* _What the exercise asks_
Transcribe verbatim the entries below, beginning at the line that contains "Query: pale pink octopus" and ending with the line that contains "Query: octopus siphon", both included.

* _Available data_
╭──
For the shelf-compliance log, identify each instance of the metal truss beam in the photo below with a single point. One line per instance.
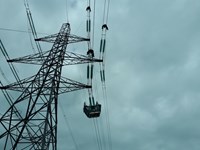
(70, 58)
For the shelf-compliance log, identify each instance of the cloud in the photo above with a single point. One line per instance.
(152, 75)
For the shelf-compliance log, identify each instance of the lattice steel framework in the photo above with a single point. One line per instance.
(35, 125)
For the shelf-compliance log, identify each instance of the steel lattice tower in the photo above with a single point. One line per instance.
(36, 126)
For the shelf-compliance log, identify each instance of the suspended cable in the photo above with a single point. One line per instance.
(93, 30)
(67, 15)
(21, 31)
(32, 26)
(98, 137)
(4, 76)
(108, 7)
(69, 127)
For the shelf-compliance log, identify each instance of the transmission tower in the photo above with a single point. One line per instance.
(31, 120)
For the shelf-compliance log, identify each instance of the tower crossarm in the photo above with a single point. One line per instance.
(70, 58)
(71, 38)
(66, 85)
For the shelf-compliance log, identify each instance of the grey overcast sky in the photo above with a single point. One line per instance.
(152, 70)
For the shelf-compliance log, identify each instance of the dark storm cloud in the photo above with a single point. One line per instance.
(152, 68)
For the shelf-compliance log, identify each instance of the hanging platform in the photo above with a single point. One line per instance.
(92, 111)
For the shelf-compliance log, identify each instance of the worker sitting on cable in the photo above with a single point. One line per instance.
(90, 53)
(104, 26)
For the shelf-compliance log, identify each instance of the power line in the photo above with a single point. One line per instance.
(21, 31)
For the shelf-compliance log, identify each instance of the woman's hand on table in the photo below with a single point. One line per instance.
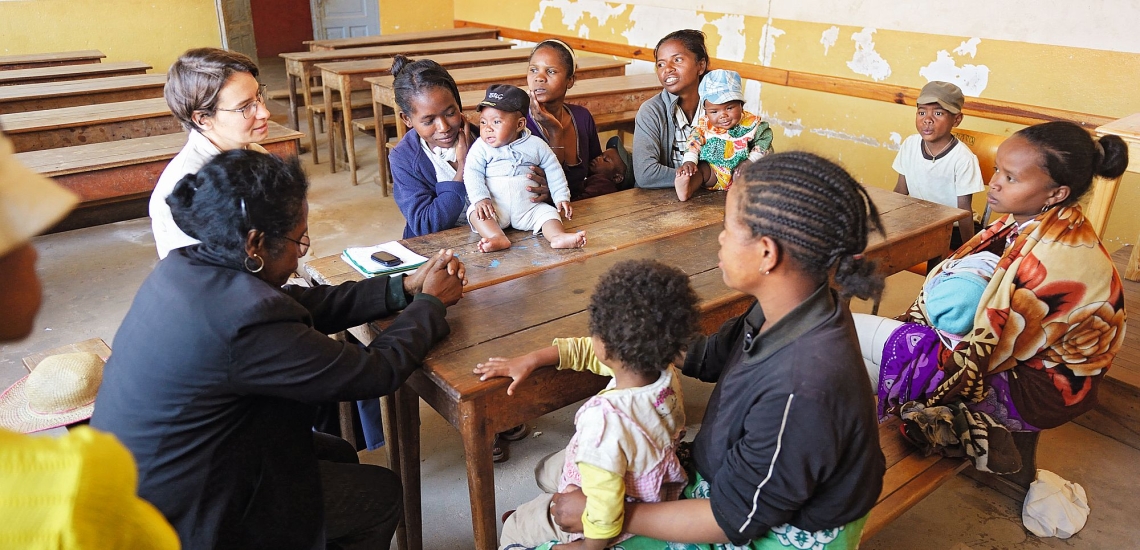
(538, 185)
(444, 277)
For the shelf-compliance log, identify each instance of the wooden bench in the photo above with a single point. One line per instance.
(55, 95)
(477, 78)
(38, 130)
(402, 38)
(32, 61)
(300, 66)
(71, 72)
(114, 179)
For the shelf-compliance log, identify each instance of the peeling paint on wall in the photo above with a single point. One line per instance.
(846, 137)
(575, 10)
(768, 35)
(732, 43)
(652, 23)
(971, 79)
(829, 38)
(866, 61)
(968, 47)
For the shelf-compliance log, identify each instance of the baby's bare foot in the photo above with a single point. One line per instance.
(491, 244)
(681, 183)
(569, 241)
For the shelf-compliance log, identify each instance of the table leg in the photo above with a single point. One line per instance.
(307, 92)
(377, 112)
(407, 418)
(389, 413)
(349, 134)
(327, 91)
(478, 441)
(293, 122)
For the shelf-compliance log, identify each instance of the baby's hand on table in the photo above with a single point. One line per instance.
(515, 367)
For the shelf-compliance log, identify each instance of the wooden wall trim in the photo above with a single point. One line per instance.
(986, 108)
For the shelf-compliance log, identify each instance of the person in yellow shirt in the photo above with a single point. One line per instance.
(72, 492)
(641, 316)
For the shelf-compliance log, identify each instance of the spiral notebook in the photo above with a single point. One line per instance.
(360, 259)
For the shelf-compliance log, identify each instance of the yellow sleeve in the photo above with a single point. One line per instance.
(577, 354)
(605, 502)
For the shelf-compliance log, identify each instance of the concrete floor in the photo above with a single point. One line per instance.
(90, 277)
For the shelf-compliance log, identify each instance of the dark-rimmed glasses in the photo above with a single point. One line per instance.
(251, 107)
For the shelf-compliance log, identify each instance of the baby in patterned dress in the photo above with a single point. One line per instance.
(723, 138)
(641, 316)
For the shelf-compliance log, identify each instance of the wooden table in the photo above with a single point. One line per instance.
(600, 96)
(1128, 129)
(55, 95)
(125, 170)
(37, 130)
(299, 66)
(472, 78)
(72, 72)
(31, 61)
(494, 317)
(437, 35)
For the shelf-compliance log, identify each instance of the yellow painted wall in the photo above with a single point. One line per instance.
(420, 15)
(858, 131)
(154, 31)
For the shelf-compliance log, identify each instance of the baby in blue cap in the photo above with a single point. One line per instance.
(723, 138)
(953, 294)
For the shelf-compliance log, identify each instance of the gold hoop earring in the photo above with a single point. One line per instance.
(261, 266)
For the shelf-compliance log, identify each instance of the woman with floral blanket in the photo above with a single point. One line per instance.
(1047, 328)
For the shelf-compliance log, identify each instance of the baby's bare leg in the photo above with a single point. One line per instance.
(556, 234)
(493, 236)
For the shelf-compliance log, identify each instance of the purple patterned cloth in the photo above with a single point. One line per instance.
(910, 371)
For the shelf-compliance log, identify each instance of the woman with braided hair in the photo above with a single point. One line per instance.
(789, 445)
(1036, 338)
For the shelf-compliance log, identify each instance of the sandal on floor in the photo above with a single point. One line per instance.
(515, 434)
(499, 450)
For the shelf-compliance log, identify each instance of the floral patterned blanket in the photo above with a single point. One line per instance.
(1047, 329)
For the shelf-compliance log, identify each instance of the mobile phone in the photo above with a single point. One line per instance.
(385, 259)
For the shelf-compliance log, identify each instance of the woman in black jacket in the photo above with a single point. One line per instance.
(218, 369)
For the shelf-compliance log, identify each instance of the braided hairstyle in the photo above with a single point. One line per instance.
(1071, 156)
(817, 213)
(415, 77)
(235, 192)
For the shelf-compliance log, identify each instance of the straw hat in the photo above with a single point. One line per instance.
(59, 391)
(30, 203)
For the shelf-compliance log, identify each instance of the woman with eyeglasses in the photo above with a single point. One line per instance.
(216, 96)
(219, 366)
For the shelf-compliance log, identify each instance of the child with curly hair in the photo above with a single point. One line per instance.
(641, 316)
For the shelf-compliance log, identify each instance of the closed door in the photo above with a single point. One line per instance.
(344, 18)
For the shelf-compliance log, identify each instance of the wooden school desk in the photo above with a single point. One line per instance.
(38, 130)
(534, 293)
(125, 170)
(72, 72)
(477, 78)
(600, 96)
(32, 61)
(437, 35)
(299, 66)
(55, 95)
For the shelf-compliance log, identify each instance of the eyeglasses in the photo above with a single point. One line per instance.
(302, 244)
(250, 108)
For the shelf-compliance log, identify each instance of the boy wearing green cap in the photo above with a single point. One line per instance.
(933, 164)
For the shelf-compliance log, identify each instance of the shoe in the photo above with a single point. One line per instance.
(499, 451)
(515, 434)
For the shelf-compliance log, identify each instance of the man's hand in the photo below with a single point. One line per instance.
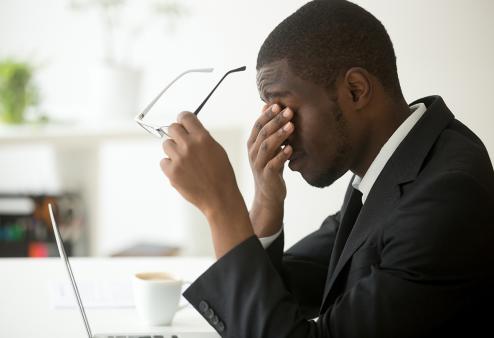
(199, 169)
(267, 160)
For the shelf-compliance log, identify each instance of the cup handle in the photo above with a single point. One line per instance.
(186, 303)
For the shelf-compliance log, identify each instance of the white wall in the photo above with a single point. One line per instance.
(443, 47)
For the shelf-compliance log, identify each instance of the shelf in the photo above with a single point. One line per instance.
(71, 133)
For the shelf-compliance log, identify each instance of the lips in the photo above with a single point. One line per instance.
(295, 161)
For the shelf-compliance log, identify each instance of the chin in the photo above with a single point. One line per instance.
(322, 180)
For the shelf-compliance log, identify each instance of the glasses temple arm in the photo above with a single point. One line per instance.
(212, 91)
╰──
╭──
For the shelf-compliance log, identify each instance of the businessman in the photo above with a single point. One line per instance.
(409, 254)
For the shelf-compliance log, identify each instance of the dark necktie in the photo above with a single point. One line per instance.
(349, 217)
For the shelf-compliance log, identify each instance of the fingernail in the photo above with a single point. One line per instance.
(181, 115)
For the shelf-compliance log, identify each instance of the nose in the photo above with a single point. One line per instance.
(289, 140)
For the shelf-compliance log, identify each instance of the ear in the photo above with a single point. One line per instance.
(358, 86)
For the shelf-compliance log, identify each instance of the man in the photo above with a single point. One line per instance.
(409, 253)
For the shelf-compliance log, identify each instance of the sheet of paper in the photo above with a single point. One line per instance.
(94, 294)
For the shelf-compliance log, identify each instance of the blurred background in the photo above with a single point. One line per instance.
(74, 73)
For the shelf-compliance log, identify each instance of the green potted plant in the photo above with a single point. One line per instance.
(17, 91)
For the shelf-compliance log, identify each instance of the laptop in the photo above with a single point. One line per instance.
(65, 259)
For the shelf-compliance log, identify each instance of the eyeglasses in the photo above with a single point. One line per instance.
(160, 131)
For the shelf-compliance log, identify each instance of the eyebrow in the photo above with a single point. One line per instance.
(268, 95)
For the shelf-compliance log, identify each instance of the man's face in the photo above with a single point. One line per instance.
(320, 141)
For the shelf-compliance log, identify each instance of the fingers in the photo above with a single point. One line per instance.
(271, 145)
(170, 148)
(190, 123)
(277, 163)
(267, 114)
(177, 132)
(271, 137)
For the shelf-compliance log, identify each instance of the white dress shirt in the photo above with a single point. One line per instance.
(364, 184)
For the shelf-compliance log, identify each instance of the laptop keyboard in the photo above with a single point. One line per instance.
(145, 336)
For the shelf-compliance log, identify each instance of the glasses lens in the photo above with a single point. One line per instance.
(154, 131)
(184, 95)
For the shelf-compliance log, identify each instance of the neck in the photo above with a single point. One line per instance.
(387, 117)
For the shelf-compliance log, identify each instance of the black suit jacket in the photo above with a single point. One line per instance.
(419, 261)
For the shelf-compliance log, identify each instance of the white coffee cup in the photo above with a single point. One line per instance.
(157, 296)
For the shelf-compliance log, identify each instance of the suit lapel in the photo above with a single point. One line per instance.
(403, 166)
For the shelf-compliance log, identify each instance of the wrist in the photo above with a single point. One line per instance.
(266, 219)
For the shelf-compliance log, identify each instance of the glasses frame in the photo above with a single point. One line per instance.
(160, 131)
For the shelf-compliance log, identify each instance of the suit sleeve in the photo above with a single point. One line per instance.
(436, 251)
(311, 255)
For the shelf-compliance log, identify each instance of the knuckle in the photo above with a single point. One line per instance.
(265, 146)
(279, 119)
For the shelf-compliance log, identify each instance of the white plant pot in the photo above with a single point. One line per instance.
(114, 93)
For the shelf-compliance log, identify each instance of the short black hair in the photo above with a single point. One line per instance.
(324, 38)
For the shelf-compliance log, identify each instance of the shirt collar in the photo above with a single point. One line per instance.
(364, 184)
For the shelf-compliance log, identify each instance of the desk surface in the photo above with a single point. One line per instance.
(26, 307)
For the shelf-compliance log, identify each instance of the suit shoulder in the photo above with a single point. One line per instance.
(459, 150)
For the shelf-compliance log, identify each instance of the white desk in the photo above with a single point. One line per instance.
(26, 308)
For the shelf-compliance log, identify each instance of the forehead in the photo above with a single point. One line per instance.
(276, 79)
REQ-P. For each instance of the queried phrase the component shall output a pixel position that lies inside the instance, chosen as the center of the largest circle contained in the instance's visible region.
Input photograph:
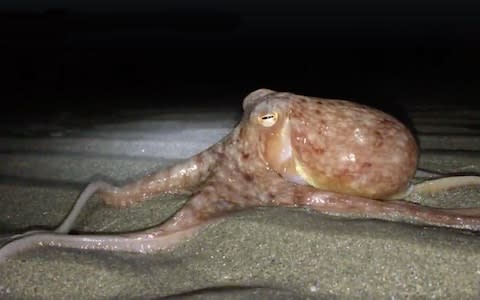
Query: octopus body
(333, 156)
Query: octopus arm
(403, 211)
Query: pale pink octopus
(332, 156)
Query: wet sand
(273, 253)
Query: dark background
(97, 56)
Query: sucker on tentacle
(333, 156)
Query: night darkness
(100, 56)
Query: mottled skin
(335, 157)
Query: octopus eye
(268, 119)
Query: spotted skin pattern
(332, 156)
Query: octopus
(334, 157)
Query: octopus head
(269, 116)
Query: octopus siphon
╰──
* _Output of the exercise_
Query: pale pink octopus
(332, 156)
Query: wet sand
(273, 253)
Query: dark background
(97, 56)
Query: sucker on tentacle
(333, 156)
Query: night darkness
(100, 56)
Query: mottled skin
(335, 157)
Query: octopus eye
(268, 119)
Query: spotted skin pattern
(332, 156)
Query: octopus
(334, 157)
Query: octopus head
(269, 116)
Query: octopus siphon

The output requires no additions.